* _To do_
Report how many lines below contain the string "clicks", giving only the number.

### Data under study

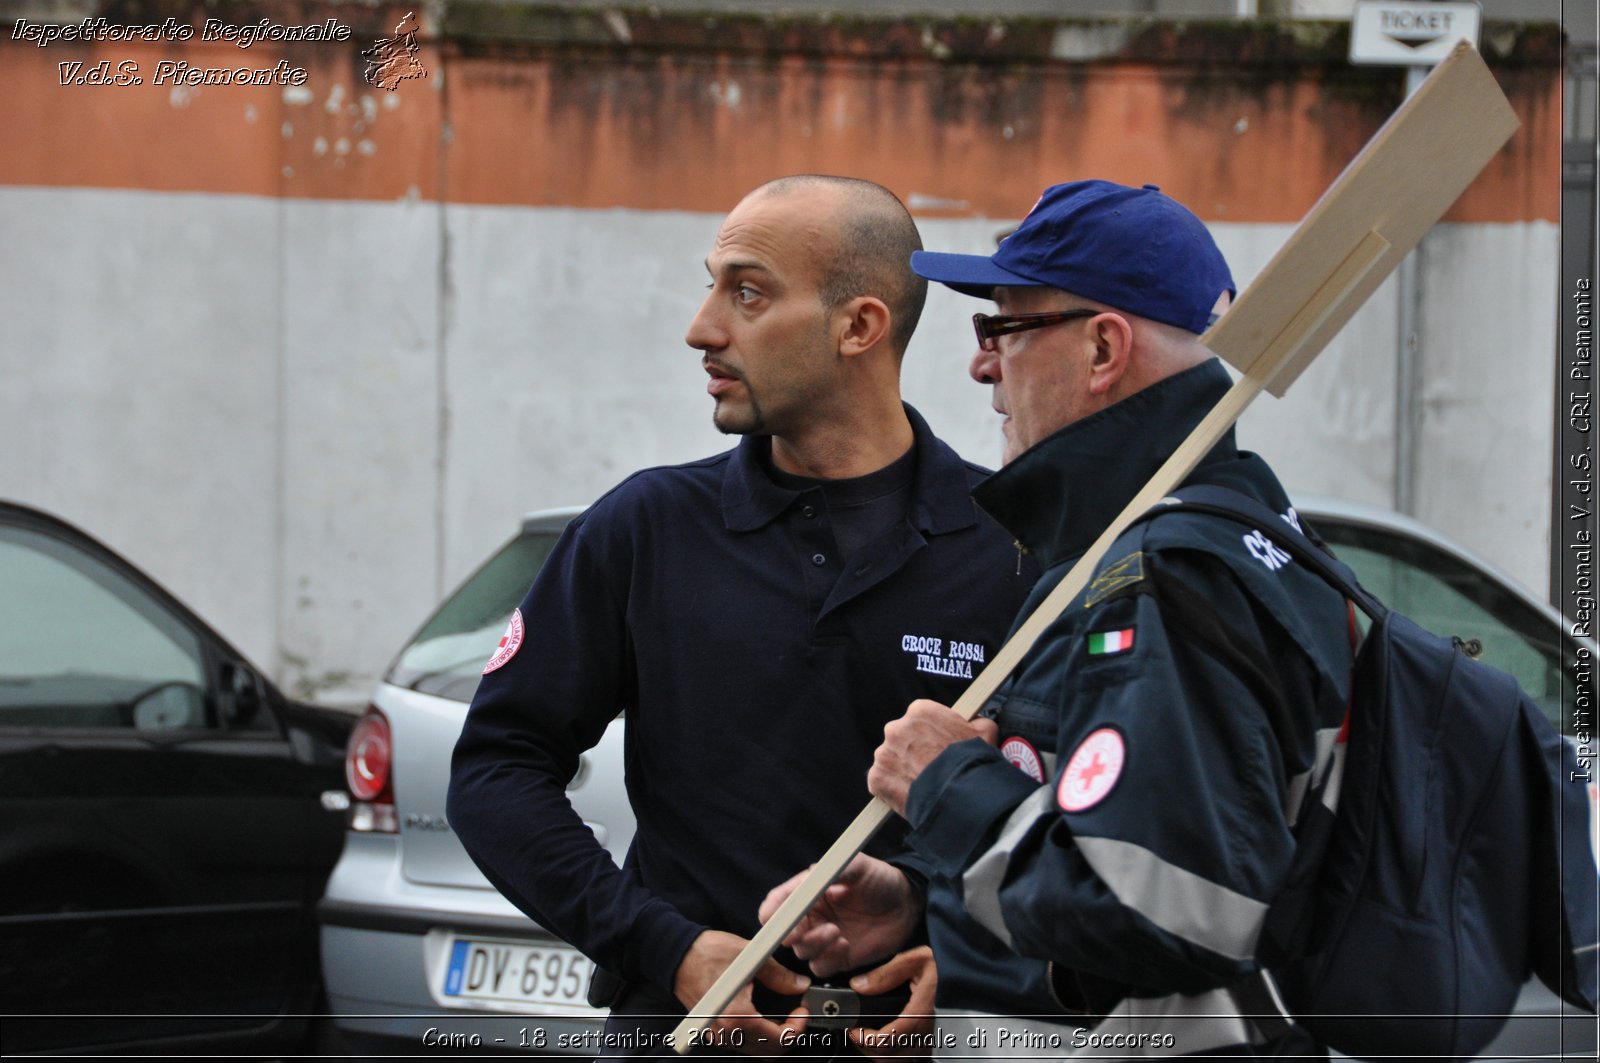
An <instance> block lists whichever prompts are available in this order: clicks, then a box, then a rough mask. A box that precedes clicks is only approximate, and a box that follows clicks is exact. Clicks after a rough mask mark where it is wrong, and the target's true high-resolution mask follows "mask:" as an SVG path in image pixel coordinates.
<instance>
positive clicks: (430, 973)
mask: <svg viewBox="0 0 1600 1063" xmlns="http://www.w3.org/2000/svg"><path fill="white" fill-rule="evenodd" d="M398 868H400V863H398V845H397V842H395V837H394V836H378V834H350V836H349V837H347V840H346V848H344V855H342V856H341V860H339V864H338V866H336V868H334V872H333V876H331V877H330V880H328V889H326V893H325V897H323V900H322V903H320V905H318V908H317V917H318V922H320V938H322V972H323V983H325V986H326V994H328V1010H330V1013H331V1015H333V1021H334V1025H336V1026H338V1029H339V1033H341V1034H342V1036H344V1037H346V1039H349V1041H350V1042H352V1044H362V1045H368V1044H384V1045H389V1047H392V1049H405V1050H406V1052H411V1053H416V1052H429V1050H435V1049H451V1047H458V1049H469V1050H494V1049H499V1050H507V1052H531V1050H544V1052H570V1053H581V1055H594V1050H595V1044H597V1036H598V1029H600V1028H602V1026H603V1025H605V1017H606V1013H605V1012H603V1010H598V1009H587V1007H582V1009H573V1007H562V1005H549V1007H538V1009H528V1007H520V1005H512V1004H501V1002H462V1001H454V999H446V997H445V996H443V994H442V993H440V991H438V989H440V988H442V986H443V985H445V967H446V962H448V953H450V943H451V940H453V938H454V937H475V938H493V940H502V941H522V943H530V945H544V943H549V945H554V943H555V938H554V937H552V935H550V933H549V932H546V930H544V929H541V927H539V925H538V924H536V922H533V921H531V919H528V917H526V916H523V914H522V913H518V911H517V909H515V908H512V906H510V905H509V903H507V901H506V900H504V898H502V897H501V895H499V893H496V892H493V890H482V889H459V887H438V885H419V884H413V882H406V880H405V879H403V876H402V874H400V871H398Z"/></svg>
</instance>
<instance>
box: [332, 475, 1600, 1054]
mask: <svg viewBox="0 0 1600 1063" xmlns="http://www.w3.org/2000/svg"><path fill="white" fill-rule="evenodd" d="M1301 503H1302V504H1301V507H1299V511H1301V514H1302V515H1306V517H1307V519H1309V520H1310V522H1312V525H1314V527H1315V528H1317V530H1318V532H1320V533H1322V536H1323V538H1325V540H1328V541H1330V543H1331V544H1333V546H1334V549H1336V551H1338V554H1339V556H1341V557H1342V559H1344V560H1346V562H1347V564H1349V565H1350V567H1352V568H1354V570H1355V572H1357V575H1358V576H1360V580H1362V583H1363V584H1365V586H1366V588H1368V589H1370V591H1373V592H1374V594H1376V596H1378V597H1379V599H1382V600H1384V602H1386V604H1389V605H1390V607H1394V608H1397V610H1400V612H1403V613H1406V615H1410V616H1411V618H1413V620H1416V621H1419V623H1422V624H1424V626H1427V628H1430V629H1435V631H1443V632H1459V634H1462V636H1467V637H1470V639H1474V640H1475V642H1477V644H1478V647H1480V650H1482V656H1483V660H1485V661H1488V663H1491V664H1494V666H1496V668H1501V669H1506V671H1509V672H1510V674H1514V676H1515V677H1517V680H1518V682H1520V684H1522V685H1523V688H1525V690H1526V692H1528V693H1530V695H1531V696H1533V698H1534V701H1538V703H1539V706H1541V708H1542V709H1544V712H1546V714H1547V716H1549V717H1550V722H1552V724H1555V725H1557V727H1562V728H1565V732H1566V733H1568V736H1570V738H1571V736H1573V722H1574V719H1578V717H1576V714H1574V711H1573V709H1574V698H1576V692H1574V690H1573V685H1571V682H1566V680H1563V676H1571V674H1573V661H1574V660H1576V658H1578V655H1579V653H1587V655H1590V656H1592V655H1594V653H1595V645H1594V640H1590V639H1576V637H1573V636H1571V634H1570V632H1568V626H1566V624H1565V623H1563V621H1562V616H1560V613H1557V612H1555V610H1554V608H1550V607H1549V605H1547V604H1546V602H1542V600H1541V599H1539V597H1538V596H1536V594H1533V592H1530V591H1526V589H1523V588H1518V586H1517V584H1515V581H1512V580H1510V578H1509V576H1506V575H1504V573H1501V572H1498V570H1496V568H1494V567H1493V565H1490V564H1488V562H1486V560H1483V559H1482V557H1477V556H1474V554H1470V552H1469V551H1466V549H1462V548H1459V546H1456V544H1453V543H1451V541H1450V540H1448V538H1445V536H1443V535H1440V533H1438V532H1434V530H1432V528H1429V527H1427V525H1422V523H1419V522H1416V520H1411V519H1408V517H1403V515H1400V514H1395V512H1389V511H1384V509H1374V507H1371V506H1360V504H1355V503H1347V501H1338V499H1328V498H1315V499H1314V498H1302V499H1301ZM578 512H581V509H576V507H568V509H550V511H542V512H536V514H530V515H528V517H525V519H523V523H522V530H520V533H518V535H517V536H514V538H512V540H510V541H509V543H507V544H506V546H504V548H502V549H501V551H499V552H496V554H493V556H491V557H490V559H488V560H486V562H485V564H483V565H482V567H480V568H478V570H477V572H475V573H474V575H472V576H469V578H467V580H466V583H462V584H461V588H458V589H456V591H454V592H453V594H451V596H450V597H448V599H446V600H445V602H443V604H442V605H440V607H438V608H437V610H435V612H434V615H432V616H430V618H429V620H427V623H424V624H422V628H421V629H419V631H418V634H416V636H413V639H411V640H410V642H408V644H406V647H405V648H403V650H402V652H400V655H398V656H397V658H395V663H394V664H392V666H390V669H389V672H387V674H386V676H384V679H382V682H379V684H378V688H376V692H374V693H373V704H371V708H370V709H368V711H366V714H365V716H363V719H362V724H360V727H358V730H357V738H355V741H354V743H352V744H350V751H349V756H350V781H352V788H354V792H352V799H354V805H352V815H350V836H349V839H347V842H346V848H344V856H342V860H341V861H339V866H338V868H336V869H334V874H333V877H331V879H330V880H328V893H326V898H325V900H323V908H322V921H323V930H322V933H323V972H325V977H326V985H328V1001H330V1007H331V1009H333V1012H334V1023H336V1025H338V1028H339V1031H341V1033H342V1034H344V1039H346V1042H349V1044H350V1045H362V1047H363V1049H370V1050H373V1052H384V1050H386V1049H394V1047H400V1049H411V1050H414V1047H418V1045H421V1047H424V1049H435V1047H448V1045H451V1044H461V1045H467V1047H472V1045H478V1044H482V1045H485V1047H494V1045H496V1044H498V1045H499V1047H502V1049H510V1050H538V1052H541V1053H568V1055H587V1057H592V1055H594V1053H595V1049H597V1047H600V1045H602V1037H600V1031H602V1028H603V1023H605V1012H603V1010H600V1009H594V1007H589V1005H587V1004H586V999H584V989H586V983H587V980H589V972H590V964H589V959H587V957H584V956H582V954H581V953H579V951H578V949H574V948H571V946H568V945H566V943H563V941H560V940H557V938H555V937H554V935H550V933H549V932H547V930H544V929H542V927H539V925H538V924H536V922H533V921H531V919H528V917H526V916H523V914H522V913H520V911H517V909H515V908H514V906H512V905H510V901H507V900H506V898H502V897H501V895H499V893H496V892H494V887H491V885H490V884H488V880H486V879H485V877H483V874H482V872H480V871H478V869H477V866H475V864H474V863H472V860H470V858H467V853H466V850H464V848H462V847H461V842H459V840H456V836H454V832H453V831H451V829H450V823H448V821H446V820H445V789H446V784H448V781H450V751H451V749H453V748H454V743H456V736H458V735H459V733H461V720H462V717H464V716H466V711H467V703H469V701H470V700H472V693H474V692H475V690H477V685H478V677H480V674H482V671H483V661H486V660H488V658H490V655H491V653H493V652H494V645H496V640H498V639H499V637H501V636H502V634H504V631H506V621H507V618H509V616H510V613H512V610H514V608H515V607H517V604H518V602H520V600H522V597H523V594H526V589H528V584H530V583H531V581H533V578H534V575H536V573H538V572H539V567H541V565H542V564H544V559H546V557H547V556H549V552H550V549H552V546H554V544H555V540H557V536H558V535H560V533H562V528H565V527H566V522H568V520H571V517H573V515H576V514H578ZM622 778H624V741H622V722H621V719H618V720H614V722H613V724H611V727H610V728H608V730H606V733H605V736H603V738H602V740H600V744H598V746H595V748H594V749H590V751H589V752H586V754H584V756H582V759H581V762H579V768H578V775H576V776H574V778H573V781H571V786H570V791H568V792H570V797H571V802H573V807H574V808H576V810H578V813H579V815H581V816H582V818H584V823H586V824H587V826H589V828H590V829H592V831H594V832H595V837H597V839H598V840H600V844H602V845H605V847H606V848H608V850H610V852H611V856H613V858H614V860H616V861H618V863H621V861H622V858H624V855H626V852H627V847H629V844H630V840H632V837H634V815H632V808H630V805H629V802H627V792H626V791H624V788H622ZM1590 797H1592V799H1600V796H1597V792H1595V791H1590ZM1597 820H1600V816H1597ZM1594 845H1595V850H1597V852H1600V836H1597V837H1595V839H1594ZM1397 959H1400V957H1397ZM1594 1033H1595V1026H1594V1018H1592V1017H1589V1015H1581V1013H1578V1012H1576V1009H1571V1007H1570V1005H1563V1004H1562V1001H1558V999H1557V997H1555V996H1554V994H1552V993H1550V991H1549V989H1546V988H1544V986H1542V985H1539V983H1538V981H1531V983H1528V986H1526V988H1525V989H1523V993H1522V997H1520V999H1518V1001H1517V1005H1515V1015H1514V1017H1512V1021H1510V1023H1509V1025H1507V1028H1506V1031H1504V1033H1502V1034H1501V1036H1499V1039H1496V1042H1494V1044H1493V1045H1491V1049H1490V1050H1491V1052H1493V1053H1494V1057H1493V1058H1506V1060H1510V1058H1515V1060H1525V1058H1530V1057H1541V1058H1554V1057H1557V1055H1558V1053H1560V1052H1562V1050H1563V1047H1565V1050H1570V1052H1574V1055H1568V1057H1563V1058H1590V1057H1594V1045H1595V1037H1594ZM1586 1052H1587V1057H1584V1053H1586Z"/></svg>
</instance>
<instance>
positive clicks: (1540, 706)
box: [1317, 517, 1574, 733]
mask: <svg viewBox="0 0 1600 1063" xmlns="http://www.w3.org/2000/svg"><path fill="white" fill-rule="evenodd" d="M1317 532H1318V533H1320V535H1322V536H1323V538H1325V540H1326V541H1328V543H1330V544H1331V546H1333V548H1334V552H1338V556H1339V559H1341V560H1342V562H1344V564H1347V565H1349V567H1350V568H1354V570H1355V575H1357V578H1358V580H1360V581H1362V586H1363V588H1366V589H1368V591H1371V592H1373V594H1374V596H1376V597H1378V599H1379V600H1381V602H1382V604H1384V605H1387V607H1389V608H1394V610H1398V612H1400V613H1405V615H1406V616H1410V618H1411V620H1414V621H1416V623H1418V624H1419V626H1422V628H1426V629H1427V631H1432V632H1434V634H1440V636H1456V637H1459V639H1462V640H1472V639H1475V640H1477V642H1478V644H1480V645H1482V647H1483V653H1482V656H1480V658H1478V660H1482V661H1483V663H1486V664H1493V666H1494V668H1498V669H1501V671H1506V672H1510V674H1512V676H1514V677H1515V679H1517V682H1518V684H1522V688H1523V690H1526V692H1528V696H1531V698H1533V700H1534V701H1536V703H1538V704H1539V708H1541V709H1542V711H1544V714H1546V716H1547V717H1549V719H1550V724H1554V725H1555V727H1558V728H1562V730H1563V733H1570V732H1571V720H1573V716H1574V714H1573V712H1571V711H1570V709H1571V708H1574V706H1571V704H1568V706H1566V708H1568V711H1563V700H1565V701H1566V703H1571V701H1573V698H1574V692H1571V690H1565V692H1563V684H1562V677H1563V653H1566V655H1568V656H1570V655H1571V648H1565V650H1563V639H1562V631H1560V626H1558V624H1557V623H1554V621H1552V620H1550V616H1547V615H1544V613H1541V612H1538V610H1536V608H1533V607H1530V605H1528V602H1526V600H1523V599H1522V597H1520V596H1518V594H1517V592H1515V591H1512V589H1509V588H1506V586H1504V584H1501V583H1499V581H1498V580H1494V578H1491V576H1490V575H1488V573H1485V572H1482V570H1478V568H1475V567H1472V565H1467V564H1464V562H1461V560H1459V559H1458V557H1454V556H1451V554H1446V552H1443V551H1440V549H1438V548H1434V546H1429V544H1426V543H1419V541H1418V540H1413V538H1410V536H1405V535H1397V533H1390V532H1381V530H1374V528H1365V527H1357V525H1346V523H1338V522H1333V520H1328V519H1326V517H1323V519H1320V520H1317ZM1565 663H1566V664H1570V663H1571V661H1570V660H1568V661H1565ZM1565 674H1570V671H1568V672H1565Z"/></svg>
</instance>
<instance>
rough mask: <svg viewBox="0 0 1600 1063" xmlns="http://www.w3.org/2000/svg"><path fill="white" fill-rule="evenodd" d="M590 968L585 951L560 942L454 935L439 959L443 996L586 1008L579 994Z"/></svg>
mask: <svg viewBox="0 0 1600 1063" xmlns="http://www.w3.org/2000/svg"><path fill="white" fill-rule="evenodd" d="M592 972H594V964H590V962H589V957H587V956H584V954H582V953H579V951H578V949H574V948H568V946H565V945H518V943H514V941H482V940H469V938H456V940H454V941H451V945H450V962H448V964H446V965H445V996H446V997H454V999H458V1001H501V1002H506V1004H538V1005H549V1004H557V1005H563V1007H581V1009H586V1010H589V1005H587V1002H586V1001H584V996H586V994H587V991H589V975H590V973H592Z"/></svg>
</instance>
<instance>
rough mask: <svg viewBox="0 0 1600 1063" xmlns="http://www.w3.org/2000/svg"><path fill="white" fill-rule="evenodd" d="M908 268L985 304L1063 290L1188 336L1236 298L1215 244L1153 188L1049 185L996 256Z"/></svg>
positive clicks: (1187, 215) (1038, 198)
mask: <svg viewBox="0 0 1600 1063" xmlns="http://www.w3.org/2000/svg"><path fill="white" fill-rule="evenodd" d="M910 267H912V271H914V272H915V274H918V275H920V277H926V279H928V280H934V282H938V283H942V285H947V287H950V288H955V290H957V291H962V293H965V295H974V296H978V298H981V299H987V298H990V295H992V293H994V290H995V288H998V287H1018V288H1040V287H1043V288H1061V290H1064V291H1072V293H1074V295H1080V296H1083V298H1086V299H1094V301H1096V303H1104V304H1106V306H1114V307H1117V309H1120V311H1126V312H1128V314H1136V315H1139V317H1149V319H1150V320H1157V322H1165V323H1168V325H1178V327H1179V328H1187V330H1189V331H1192V333H1203V331H1205V330H1206V327H1208V325H1210V323H1211V322H1213V320H1214V314H1213V312H1211V311H1213V307H1214V306H1216V301H1218V298H1219V296H1221V295H1222V293H1224V291H1227V293H1229V296H1232V295H1234V277H1232V274H1229V271H1227V261H1224V259H1222V253H1221V251H1219V250H1216V242H1214V240H1213V239H1211V234H1210V232H1208V231H1206V227H1205V226H1203V224H1202V223H1200V219H1198V218H1195V216H1194V215H1192V213H1190V211H1189V208H1187V207H1184V205H1182V203H1179V202H1178V200H1174V199H1171V197H1168V195H1163V194H1162V191H1160V189H1158V187H1155V186H1154V184H1146V186H1144V187H1142V189H1134V187H1128V186H1125V184H1112V183H1110V181H1072V183H1069V184H1053V186H1050V187H1048V189H1045V194H1043V195H1040V197H1038V202H1037V203H1034V210H1030V211H1029V213H1027V218H1024V219H1022V224H1021V226H1018V227H1016V231H1014V232H1013V234H1011V235H1008V237H1006V239H1005V240H1002V242H1000V248H998V250H997V251H995V253H994V255H992V256H987V258H984V256H982V255H947V253H942V251H914V253H912V256H910Z"/></svg>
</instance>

######

* _Expected answer_
4